> _WHAT THE TASK REQUIRES_
From the listing below, retype exactly the line holding "Target: hat", the line holding "Target: climber in red jacket", and the lines between them; skip everything else.

> _DATASET EXTRACT_
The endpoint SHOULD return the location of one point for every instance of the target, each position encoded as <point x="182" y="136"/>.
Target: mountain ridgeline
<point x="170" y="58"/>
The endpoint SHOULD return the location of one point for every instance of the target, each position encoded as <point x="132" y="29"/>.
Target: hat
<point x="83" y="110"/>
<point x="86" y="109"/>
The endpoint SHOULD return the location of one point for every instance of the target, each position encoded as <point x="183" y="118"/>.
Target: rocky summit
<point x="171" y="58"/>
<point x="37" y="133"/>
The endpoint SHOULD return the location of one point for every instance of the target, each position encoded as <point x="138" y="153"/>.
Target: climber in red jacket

--

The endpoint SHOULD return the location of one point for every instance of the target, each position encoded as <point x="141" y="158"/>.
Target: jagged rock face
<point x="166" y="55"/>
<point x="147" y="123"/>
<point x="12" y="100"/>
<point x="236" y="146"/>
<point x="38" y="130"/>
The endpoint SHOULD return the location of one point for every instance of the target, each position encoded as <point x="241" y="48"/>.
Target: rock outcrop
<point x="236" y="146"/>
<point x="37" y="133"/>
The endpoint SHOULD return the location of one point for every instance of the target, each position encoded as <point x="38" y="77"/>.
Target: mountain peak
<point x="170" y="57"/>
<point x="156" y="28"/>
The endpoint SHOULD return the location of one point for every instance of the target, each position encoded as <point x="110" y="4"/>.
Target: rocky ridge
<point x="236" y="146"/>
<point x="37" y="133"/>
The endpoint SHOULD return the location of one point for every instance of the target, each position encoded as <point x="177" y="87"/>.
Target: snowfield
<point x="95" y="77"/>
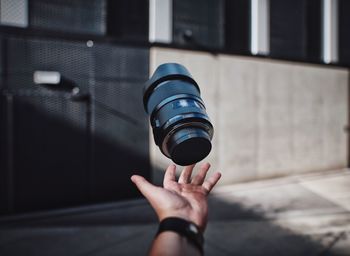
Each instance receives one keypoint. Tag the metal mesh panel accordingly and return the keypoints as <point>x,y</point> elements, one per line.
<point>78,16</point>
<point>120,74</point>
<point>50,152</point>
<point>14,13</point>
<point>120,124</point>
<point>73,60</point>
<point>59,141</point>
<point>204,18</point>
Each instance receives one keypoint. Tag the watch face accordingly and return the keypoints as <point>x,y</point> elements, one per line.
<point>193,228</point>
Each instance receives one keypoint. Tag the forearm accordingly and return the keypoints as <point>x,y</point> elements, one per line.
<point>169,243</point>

> _SOLUTION FOR THIS TASK_
Target: hat
<point x="83" y="110"/>
<point x="86" y="109"/>
The endpoint SHOULD return the location of one point for every instance of the target, each position encoded as <point x="183" y="118"/>.
Target: rocky summit
<point x="171" y="58"/>
<point x="37" y="133"/>
The endpoint SHOULD return the location of one point for every instance of the target, each position encoded as <point x="138" y="153"/>.
Target: climber in red jacket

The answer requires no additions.